Records
========

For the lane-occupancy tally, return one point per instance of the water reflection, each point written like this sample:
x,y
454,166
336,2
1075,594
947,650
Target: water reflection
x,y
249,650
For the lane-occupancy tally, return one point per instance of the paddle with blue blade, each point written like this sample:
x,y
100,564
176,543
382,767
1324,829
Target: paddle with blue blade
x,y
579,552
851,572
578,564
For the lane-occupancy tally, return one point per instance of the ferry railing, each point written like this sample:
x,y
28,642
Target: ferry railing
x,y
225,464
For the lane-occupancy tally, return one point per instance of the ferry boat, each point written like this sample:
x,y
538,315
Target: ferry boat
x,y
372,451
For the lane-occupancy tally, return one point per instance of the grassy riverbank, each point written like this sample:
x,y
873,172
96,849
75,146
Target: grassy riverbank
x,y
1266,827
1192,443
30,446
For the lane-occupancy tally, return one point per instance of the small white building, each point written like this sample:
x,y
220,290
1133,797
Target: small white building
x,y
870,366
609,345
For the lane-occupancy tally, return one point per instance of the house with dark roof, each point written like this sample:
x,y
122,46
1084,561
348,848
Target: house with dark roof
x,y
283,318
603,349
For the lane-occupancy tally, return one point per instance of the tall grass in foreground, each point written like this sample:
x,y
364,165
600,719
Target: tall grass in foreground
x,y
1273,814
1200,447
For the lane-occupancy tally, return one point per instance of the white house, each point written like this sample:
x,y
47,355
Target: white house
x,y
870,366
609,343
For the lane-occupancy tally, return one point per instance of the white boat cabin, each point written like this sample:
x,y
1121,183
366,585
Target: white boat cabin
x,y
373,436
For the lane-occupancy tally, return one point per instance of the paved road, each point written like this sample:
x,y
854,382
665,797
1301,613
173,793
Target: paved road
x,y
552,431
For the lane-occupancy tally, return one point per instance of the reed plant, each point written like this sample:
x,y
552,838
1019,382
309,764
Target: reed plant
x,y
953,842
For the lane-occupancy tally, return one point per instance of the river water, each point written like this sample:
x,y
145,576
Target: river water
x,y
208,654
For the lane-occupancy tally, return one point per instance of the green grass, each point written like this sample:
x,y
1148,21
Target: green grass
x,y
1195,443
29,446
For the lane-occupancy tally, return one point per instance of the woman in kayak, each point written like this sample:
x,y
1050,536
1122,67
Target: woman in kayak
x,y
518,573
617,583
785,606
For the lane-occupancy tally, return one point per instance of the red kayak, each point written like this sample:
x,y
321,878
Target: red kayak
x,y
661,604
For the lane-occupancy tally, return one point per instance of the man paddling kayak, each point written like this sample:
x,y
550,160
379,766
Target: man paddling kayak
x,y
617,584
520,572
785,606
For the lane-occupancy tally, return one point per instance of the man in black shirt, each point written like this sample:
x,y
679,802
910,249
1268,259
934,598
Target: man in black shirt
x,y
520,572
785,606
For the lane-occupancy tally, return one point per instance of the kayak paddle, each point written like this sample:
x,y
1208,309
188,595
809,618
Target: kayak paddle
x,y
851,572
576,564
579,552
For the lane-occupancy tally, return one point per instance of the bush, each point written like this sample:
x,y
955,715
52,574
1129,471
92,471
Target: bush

========

**Description of the task:** Reproduce every one of the entries above verbatim, line for line.

**Exercise answer:**
For the lane-occupancy tally, return one point per instance of the water reflection, each point written like this sample:
x,y
454,166
336,2
1075,594
947,650
Target: water reflection
x,y
249,650
For the lane-occupancy tally, return one point per instance of the paddle with blue blade, each point written like this sample:
x,y
100,564
176,543
382,767
1324,829
Target: paddle with blue blade
x,y
579,552
851,572
578,564
For the lane-occupancy tally, return one point per instance of the ferry railing, each point written like this sample:
x,y
28,642
Target: ferry railing
x,y
225,464
For the lane-occupancy tally, return one point per instance of the ferry boat, each point written like this sample:
x,y
538,315
Target: ferry boat
x,y
372,451
For the lane-occupancy tally, return one point per instance of the grassy riverbank, each point written like this sample:
x,y
873,172
96,849
75,146
Target: grassy riverbank
x,y
1266,827
1192,443
30,446
For the lane-occupancy tally, return one point per instance of the small white building, each point written like this sample:
x,y
220,290
1133,797
Target: small white building
x,y
870,366
609,345
For the lane-occupancy tally, return one point per instance of the house with dark roof, each point written like this sample:
x,y
122,46
1084,561
348,848
Target: house with dark roof
x,y
283,318
603,349
For the lane-occupancy tally, return one point per instance of the tall grass in foreground, each point written like this sample:
x,y
364,165
600,719
Target: tall grass in foreground
x,y
1273,814
1200,447
For the lane-occupancy tally, return one point per instance of the white house, each point written like this sample:
x,y
47,355
Target: white house
x,y
870,366
609,343
For the lane-occupancy tally, return one point per instance of the white boat cabin, each point written like this sample:
x,y
1121,183
366,585
Target: white boat cabin
x,y
373,436
For the lane-occupancy tally, return one point per instance of the paved road, each point written like this sample:
x,y
854,382
665,797
1301,613
173,793
Target: paved road
x,y
552,431
For the lane-occupancy tally, return one point per instance of the reed plant, each point written like this sample:
x,y
552,838
1019,382
309,764
Target: reed plant
x,y
953,842
For the lane-occupancy tally, return one point per instance of the river water, each point written like this sample:
x,y
145,576
Target: river water
x,y
208,654
For the lane-occupancy tally, return one point per instance of the green grass, each point written like this sample:
x,y
1148,21
Target: green grass
x,y
1195,443
29,446
For the lane-occupancy tally, return one point per instance of the woman in kayak, each point written like this sample:
x,y
1050,536
1122,67
Target: woman in kayak
x,y
518,573
617,583
785,606
For the lane-occupancy tally, return one point per instance of the red kayak, each point written like this sample:
x,y
321,878
Target: red kayak
x,y
661,604
For the lane-occupancy tally, return one point per instance of the man paddling kayak, each point written like this sample:
x,y
550,160
379,766
Target: man paddling kayak
x,y
617,584
520,572
785,606
For the lane-occupancy tally, return one point per instance of the man in black shirt, each point written like this sample:
x,y
679,802
910,249
1268,259
934,598
Target: man in black shirt
x,y
520,572
785,606
For the lane-occupancy tally, return one point per instance of the kayak paddle, each point written like this sample:
x,y
1208,309
188,595
809,618
Target: kayak paddle
x,y
851,572
576,564
579,552
For the lane-occupancy tally, return one point per instance of the bush, each point written like this sample:
x,y
955,715
52,574
1129,471
92,471
Target: bush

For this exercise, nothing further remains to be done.